>>>>
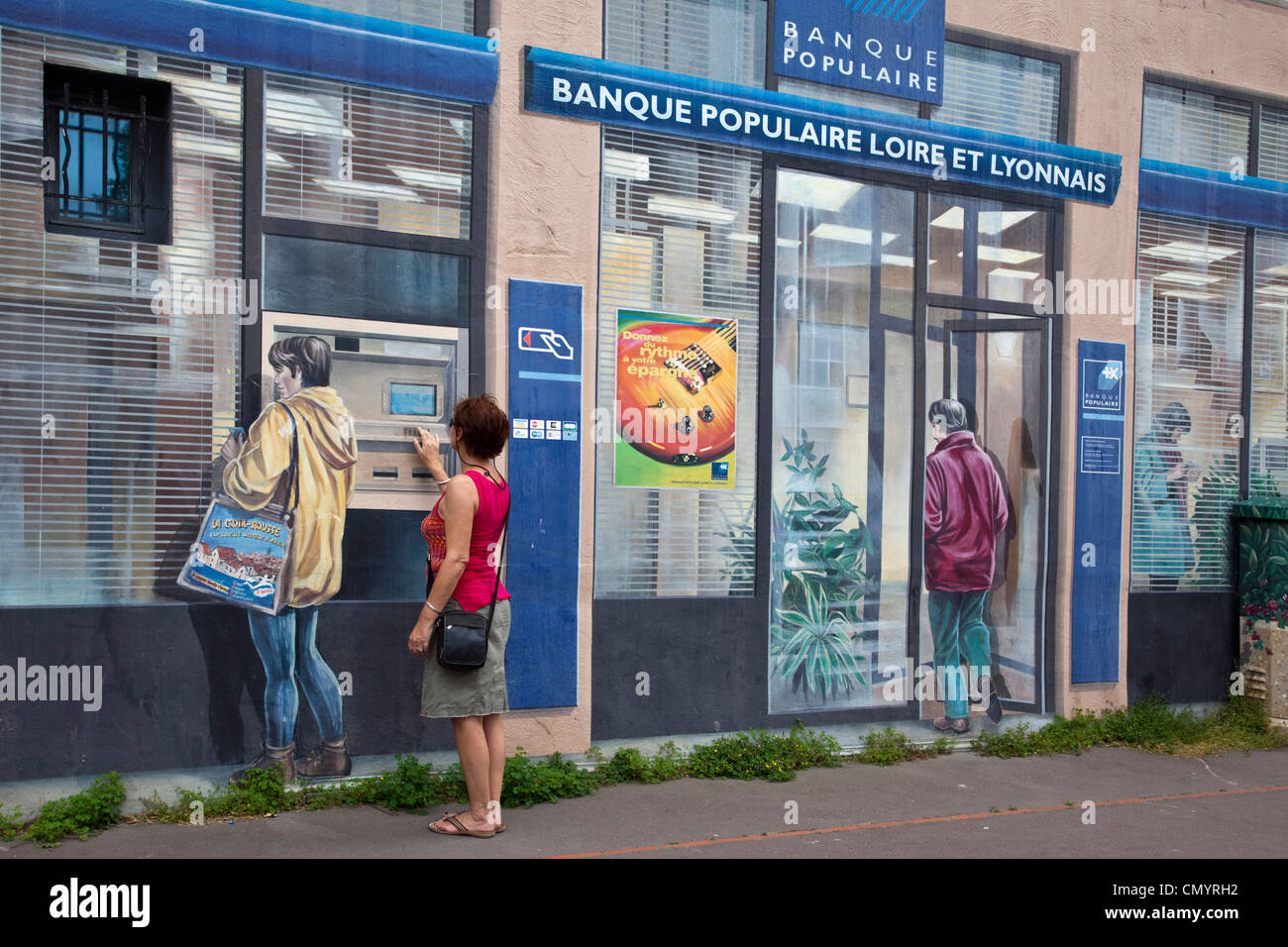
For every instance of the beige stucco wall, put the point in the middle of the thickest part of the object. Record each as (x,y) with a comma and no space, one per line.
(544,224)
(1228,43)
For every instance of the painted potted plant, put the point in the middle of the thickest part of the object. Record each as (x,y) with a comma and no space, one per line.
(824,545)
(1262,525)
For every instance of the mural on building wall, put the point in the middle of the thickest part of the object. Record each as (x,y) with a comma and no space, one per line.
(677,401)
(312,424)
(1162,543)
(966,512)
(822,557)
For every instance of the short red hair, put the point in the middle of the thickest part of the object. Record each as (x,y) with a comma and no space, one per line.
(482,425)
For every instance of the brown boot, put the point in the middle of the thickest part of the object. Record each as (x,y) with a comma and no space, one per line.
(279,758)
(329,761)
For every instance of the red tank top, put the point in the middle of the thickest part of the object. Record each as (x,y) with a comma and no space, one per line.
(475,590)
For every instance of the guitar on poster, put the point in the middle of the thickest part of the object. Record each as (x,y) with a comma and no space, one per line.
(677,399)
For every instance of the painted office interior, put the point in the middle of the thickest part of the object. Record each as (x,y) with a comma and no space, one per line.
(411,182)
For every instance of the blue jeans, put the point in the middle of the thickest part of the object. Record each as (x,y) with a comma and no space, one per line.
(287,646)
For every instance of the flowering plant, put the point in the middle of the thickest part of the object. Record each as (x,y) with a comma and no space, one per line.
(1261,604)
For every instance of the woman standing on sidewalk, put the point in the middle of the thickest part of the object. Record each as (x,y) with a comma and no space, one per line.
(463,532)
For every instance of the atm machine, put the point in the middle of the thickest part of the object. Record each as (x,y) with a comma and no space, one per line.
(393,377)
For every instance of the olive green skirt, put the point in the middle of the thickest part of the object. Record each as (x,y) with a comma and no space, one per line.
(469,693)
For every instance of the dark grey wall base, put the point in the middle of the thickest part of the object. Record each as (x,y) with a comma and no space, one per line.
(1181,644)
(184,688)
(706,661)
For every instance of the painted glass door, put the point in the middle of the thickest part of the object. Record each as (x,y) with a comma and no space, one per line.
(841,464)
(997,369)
<<<<
>>>>
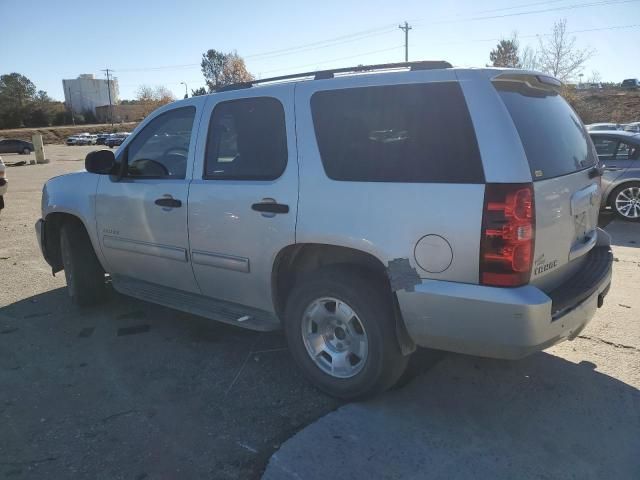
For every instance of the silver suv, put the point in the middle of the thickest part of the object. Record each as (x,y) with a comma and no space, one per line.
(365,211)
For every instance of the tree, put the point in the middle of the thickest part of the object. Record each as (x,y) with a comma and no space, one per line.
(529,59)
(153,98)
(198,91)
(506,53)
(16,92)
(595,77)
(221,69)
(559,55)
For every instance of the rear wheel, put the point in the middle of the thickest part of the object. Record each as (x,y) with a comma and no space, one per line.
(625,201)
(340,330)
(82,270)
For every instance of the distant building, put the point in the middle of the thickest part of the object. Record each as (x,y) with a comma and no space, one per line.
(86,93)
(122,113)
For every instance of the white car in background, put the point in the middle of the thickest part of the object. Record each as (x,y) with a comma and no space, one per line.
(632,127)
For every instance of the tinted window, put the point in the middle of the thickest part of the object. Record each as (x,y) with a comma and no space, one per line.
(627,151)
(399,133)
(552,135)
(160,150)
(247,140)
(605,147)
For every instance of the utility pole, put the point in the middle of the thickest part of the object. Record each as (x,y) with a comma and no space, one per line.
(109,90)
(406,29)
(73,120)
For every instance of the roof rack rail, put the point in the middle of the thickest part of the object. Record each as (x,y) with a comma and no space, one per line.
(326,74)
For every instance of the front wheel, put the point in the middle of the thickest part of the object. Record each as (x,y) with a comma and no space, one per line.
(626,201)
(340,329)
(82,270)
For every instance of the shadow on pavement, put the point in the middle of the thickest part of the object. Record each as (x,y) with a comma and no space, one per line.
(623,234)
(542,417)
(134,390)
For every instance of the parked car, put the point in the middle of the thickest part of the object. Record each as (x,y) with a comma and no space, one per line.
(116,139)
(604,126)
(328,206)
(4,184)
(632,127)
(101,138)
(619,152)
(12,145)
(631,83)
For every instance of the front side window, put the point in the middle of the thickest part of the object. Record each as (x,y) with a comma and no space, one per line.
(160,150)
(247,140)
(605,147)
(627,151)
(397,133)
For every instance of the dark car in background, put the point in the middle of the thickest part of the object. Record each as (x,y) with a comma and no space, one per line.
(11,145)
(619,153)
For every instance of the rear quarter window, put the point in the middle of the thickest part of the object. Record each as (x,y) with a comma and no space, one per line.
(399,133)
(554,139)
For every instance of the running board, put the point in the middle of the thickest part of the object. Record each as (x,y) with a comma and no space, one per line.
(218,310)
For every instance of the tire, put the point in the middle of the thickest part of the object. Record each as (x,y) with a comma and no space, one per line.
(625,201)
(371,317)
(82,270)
<<<<
▶ Task brief
Pull out every line of the rows that contains the word "wheel" and list each one as it appears.

▶ Correct answer
For every instance of the rear wheel, put the point in the middle of the thickest part of the object. Record each as (x,y) with a comma and no space, one per line.
For every instance of the front wheel, put the point in the middle of the thickest part of the object. Record each as (x,y) with a comma and no space, one per line.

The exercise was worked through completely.